**EXTRACTED DATA**
+++
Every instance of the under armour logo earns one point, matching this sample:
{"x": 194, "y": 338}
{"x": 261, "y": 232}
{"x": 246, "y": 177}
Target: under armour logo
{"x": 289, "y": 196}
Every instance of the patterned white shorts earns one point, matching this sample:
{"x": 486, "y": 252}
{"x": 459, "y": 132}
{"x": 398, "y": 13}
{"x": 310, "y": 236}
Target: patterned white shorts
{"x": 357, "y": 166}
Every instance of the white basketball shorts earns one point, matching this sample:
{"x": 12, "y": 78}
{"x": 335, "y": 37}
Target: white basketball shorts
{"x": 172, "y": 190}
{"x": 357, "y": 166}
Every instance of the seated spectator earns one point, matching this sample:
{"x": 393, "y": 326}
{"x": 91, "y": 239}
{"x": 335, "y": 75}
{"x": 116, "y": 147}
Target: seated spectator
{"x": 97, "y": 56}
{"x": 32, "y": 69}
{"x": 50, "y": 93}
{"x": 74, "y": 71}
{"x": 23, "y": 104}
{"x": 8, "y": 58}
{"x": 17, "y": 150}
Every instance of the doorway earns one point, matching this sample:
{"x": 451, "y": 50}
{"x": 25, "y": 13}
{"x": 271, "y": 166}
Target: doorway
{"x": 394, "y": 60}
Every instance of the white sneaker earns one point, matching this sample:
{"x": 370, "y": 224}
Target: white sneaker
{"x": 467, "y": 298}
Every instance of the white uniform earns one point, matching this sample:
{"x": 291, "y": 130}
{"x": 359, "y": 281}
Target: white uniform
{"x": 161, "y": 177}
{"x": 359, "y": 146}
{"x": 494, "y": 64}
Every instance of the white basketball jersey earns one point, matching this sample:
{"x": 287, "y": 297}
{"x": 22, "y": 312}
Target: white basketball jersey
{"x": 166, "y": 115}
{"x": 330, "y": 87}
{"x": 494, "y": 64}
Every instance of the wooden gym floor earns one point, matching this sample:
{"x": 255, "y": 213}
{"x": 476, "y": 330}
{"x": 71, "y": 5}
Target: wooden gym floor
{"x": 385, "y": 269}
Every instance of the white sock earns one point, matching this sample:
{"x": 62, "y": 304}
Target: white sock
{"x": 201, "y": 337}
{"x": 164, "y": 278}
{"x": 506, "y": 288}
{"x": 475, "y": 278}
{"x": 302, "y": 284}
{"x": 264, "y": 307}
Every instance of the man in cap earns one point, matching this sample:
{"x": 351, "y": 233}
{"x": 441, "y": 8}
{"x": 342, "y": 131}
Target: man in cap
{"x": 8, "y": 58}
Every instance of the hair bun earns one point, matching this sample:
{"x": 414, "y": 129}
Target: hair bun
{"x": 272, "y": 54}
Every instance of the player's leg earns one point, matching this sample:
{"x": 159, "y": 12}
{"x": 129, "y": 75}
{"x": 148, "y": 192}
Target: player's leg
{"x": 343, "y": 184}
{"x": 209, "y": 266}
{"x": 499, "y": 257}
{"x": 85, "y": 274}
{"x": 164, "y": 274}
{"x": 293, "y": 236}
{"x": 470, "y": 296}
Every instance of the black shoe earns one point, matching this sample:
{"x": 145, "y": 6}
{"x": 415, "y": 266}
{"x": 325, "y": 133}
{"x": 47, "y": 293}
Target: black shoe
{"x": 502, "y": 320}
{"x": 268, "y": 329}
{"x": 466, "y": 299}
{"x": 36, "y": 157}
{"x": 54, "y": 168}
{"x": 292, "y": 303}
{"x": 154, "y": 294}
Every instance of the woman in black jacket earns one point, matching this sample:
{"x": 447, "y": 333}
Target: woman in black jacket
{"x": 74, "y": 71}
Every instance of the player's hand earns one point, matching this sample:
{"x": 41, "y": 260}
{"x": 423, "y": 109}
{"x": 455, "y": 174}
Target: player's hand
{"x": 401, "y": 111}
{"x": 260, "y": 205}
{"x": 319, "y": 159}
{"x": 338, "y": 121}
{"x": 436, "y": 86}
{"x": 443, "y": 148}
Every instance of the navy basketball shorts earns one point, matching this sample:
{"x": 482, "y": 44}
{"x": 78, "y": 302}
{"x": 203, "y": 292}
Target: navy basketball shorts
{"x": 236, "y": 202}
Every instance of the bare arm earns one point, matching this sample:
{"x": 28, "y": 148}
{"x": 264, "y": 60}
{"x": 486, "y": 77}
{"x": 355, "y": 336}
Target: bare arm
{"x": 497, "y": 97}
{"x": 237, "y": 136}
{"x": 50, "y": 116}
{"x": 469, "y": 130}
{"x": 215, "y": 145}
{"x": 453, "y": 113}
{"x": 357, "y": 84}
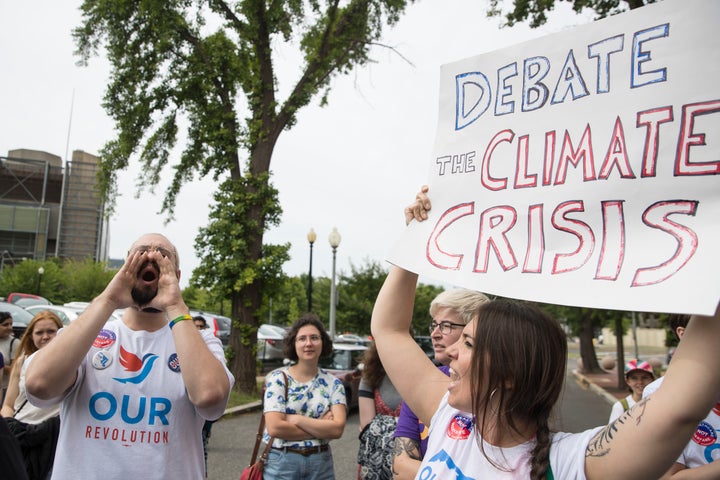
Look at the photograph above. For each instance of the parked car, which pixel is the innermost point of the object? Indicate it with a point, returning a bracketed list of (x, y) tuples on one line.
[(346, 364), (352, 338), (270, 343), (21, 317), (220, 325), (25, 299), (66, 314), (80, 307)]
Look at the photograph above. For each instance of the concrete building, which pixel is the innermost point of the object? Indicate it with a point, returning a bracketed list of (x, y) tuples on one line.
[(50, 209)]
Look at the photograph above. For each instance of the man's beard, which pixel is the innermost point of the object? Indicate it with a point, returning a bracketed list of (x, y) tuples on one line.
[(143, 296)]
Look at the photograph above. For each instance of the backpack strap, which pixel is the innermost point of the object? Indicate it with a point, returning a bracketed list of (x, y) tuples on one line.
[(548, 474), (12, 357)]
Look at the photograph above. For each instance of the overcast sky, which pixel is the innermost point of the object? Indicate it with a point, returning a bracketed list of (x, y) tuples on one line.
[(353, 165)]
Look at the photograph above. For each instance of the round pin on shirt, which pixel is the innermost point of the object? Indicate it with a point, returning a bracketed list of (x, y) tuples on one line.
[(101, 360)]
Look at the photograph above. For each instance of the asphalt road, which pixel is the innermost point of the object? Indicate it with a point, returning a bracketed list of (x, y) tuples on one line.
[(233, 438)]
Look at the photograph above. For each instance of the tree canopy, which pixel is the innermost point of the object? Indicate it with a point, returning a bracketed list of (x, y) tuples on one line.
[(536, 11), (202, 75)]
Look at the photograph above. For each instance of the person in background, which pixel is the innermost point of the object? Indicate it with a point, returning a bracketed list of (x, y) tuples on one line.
+++
**WHAT TO WORK ON**
Except for the pictures, give the data again word for word.

**TASK RESPONSE**
Every instance of the under armour logo earns one point, matching this sample:
{"x": 194, "y": 338}
{"x": 261, "y": 232}
{"x": 246, "y": 177}
Target: under armour logo
{"x": 289, "y": 196}
Every instance of the patterned white shorts earns one point, matching this sample:
{"x": 486, "y": 252}
{"x": 459, "y": 132}
{"x": 398, "y": 13}
{"x": 310, "y": 236}
Target: patterned white shorts
{"x": 357, "y": 166}
Every instance of the white basketball shorts earns one point, matching this sample:
{"x": 12, "y": 78}
{"x": 335, "y": 37}
Target: white basketball shorts
{"x": 172, "y": 190}
{"x": 357, "y": 166}
Every instance of the seated spectator earns one point, matching this sample:
{"x": 393, "y": 326}
{"x": 91, "y": 239}
{"x": 335, "y": 75}
{"x": 116, "y": 147}
Target: seated spectator
{"x": 97, "y": 56}
{"x": 32, "y": 69}
{"x": 50, "y": 93}
{"x": 74, "y": 71}
{"x": 23, "y": 104}
{"x": 8, "y": 58}
{"x": 17, "y": 150}
Every instance of the doorway earns one point, matching this sample:
{"x": 451, "y": 50}
{"x": 25, "y": 13}
{"x": 271, "y": 166}
Target: doorway
{"x": 394, "y": 60}
Every instance of the white sneaker earns one point, matching this sample:
{"x": 370, "y": 224}
Target: white sneaker
{"x": 467, "y": 298}
Every instance of the white uniform earns one point, matching this sample:
{"x": 291, "y": 130}
{"x": 359, "y": 281}
Target: white uniform
{"x": 161, "y": 177}
{"x": 359, "y": 146}
{"x": 494, "y": 64}
Every instance of the white basketball jersey earns one point, matching this sample:
{"x": 287, "y": 297}
{"x": 22, "y": 312}
Target: white basketball jersey
{"x": 166, "y": 115}
{"x": 330, "y": 87}
{"x": 494, "y": 64}
Every instance of the wooden gym floor earns one point, matching this sample:
{"x": 255, "y": 213}
{"x": 476, "y": 330}
{"x": 71, "y": 5}
Target: wooden gym floor
{"x": 385, "y": 269}
Every instance of the white sock earns one point, matching this sample:
{"x": 62, "y": 304}
Target: white sock
{"x": 201, "y": 337}
{"x": 164, "y": 278}
{"x": 506, "y": 288}
{"x": 475, "y": 278}
{"x": 302, "y": 284}
{"x": 264, "y": 307}
Every instance of the man in cap earns one point, matching this sample:
{"x": 351, "y": 233}
{"x": 441, "y": 8}
{"x": 342, "y": 131}
Target: man in cap
{"x": 8, "y": 58}
Every instance of the hair bun earns one point, matching this sample:
{"x": 414, "y": 129}
Target: hair bun
{"x": 272, "y": 54}
Every instance of the player's leg earns one point, matching this sample:
{"x": 159, "y": 12}
{"x": 129, "y": 75}
{"x": 148, "y": 192}
Target: player's leg
{"x": 343, "y": 184}
{"x": 209, "y": 266}
{"x": 499, "y": 257}
{"x": 85, "y": 274}
{"x": 164, "y": 274}
{"x": 293, "y": 236}
{"x": 470, "y": 296}
Every instance of the black shoe earns one point, matching this sample:
{"x": 145, "y": 6}
{"x": 415, "y": 266}
{"x": 325, "y": 133}
{"x": 47, "y": 293}
Target: black shoe
{"x": 502, "y": 320}
{"x": 268, "y": 329}
{"x": 466, "y": 299}
{"x": 36, "y": 157}
{"x": 54, "y": 168}
{"x": 292, "y": 303}
{"x": 154, "y": 294}
Every instance of the woman in black jacket earns one point, matching this sample:
{"x": 447, "y": 333}
Target: woman in black jacket
{"x": 74, "y": 71}
Every instance of the player's hand earns one point, matching this sample:
{"x": 41, "y": 260}
{"x": 423, "y": 109}
{"x": 455, "y": 174}
Target: player's hand
{"x": 401, "y": 111}
{"x": 260, "y": 205}
{"x": 319, "y": 159}
{"x": 338, "y": 121}
{"x": 436, "y": 86}
{"x": 443, "y": 148}
Every instance of the navy basketball shorts earns one point, matching this sample:
{"x": 482, "y": 44}
{"x": 78, "y": 302}
{"x": 203, "y": 292}
Target: navy basketball shorts
{"x": 236, "y": 202}
Every instance of the bare arm earns one point, matching this sample:
{"x": 28, "y": 148}
{"x": 264, "y": 60}
{"x": 486, "y": 77}
{"x": 355, "y": 336}
Target: bare arm
{"x": 497, "y": 97}
{"x": 237, "y": 136}
{"x": 50, "y": 116}
{"x": 469, "y": 130}
{"x": 215, "y": 145}
{"x": 453, "y": 113}
{"x": 357, "y": 84}
Look at the photograph above. For each instance of the parked car, which pixel is the innermost point of the object? Indicate it with a point, returning a bracketed list of (x, y) tuples on one line.
[(346, 364), (352, 338), (270, 343), (21, 317), (220, 325), (25, 299), (66, 314), (80, 307)]
Look at the photograph above. For each instance of the concrete building, which pixel is the innermost point of the object? Indicate it with a point, returning a bracketed list of (x, y) tuples on one line.
[(50, 209)]
Look at the photograph above. For each instance of the man's beard, which pixel is the innermost point of the object? Indicate it with a point, returning a bracketed list of (x, y) tuples on one line.
[(143, 296)]
Look at the photograph above. For each instance of the backpack strap, which pixel is the innermost point of the object? Indicate it with a point, returning a bracketed list of (x, y) tuples on one line.
[(548, 474), (12, 357)]
Look at the photograph above. For each instance of the overcast sky, which pixel is the innermost point of the object? Indicate it with a point, returning a bracketed list of (x, y) tuples on one line.
[(353, 165)]
Look at the photograph above. For each instance of the round pin on shirt, which pixel is the innermost point of the object? Indicate it with a point, returning a bracketed list of (x, y) tuples on one line.
[(101, 360)]
Look at the photograph above. For each instance of the asphalt road, which pixel is the innermost point of the object? Indicate it with a point, returning a bracketed list of (x, y) tuples on one line.
[(233, 438)]
Look at the photograph above. For each instance of the tree canopy, which pixel is the innermost point of the object? Indicate it with a point, returning a bracketed list of (x, y) tuples on one line.
[(536, 11), (202, 75)]
Look at the photograph above. For each instance of the person in background, which pixel is the innermost point of the object? Indicate it with a point, returning a bracketed list of (x, y) tuples on one line.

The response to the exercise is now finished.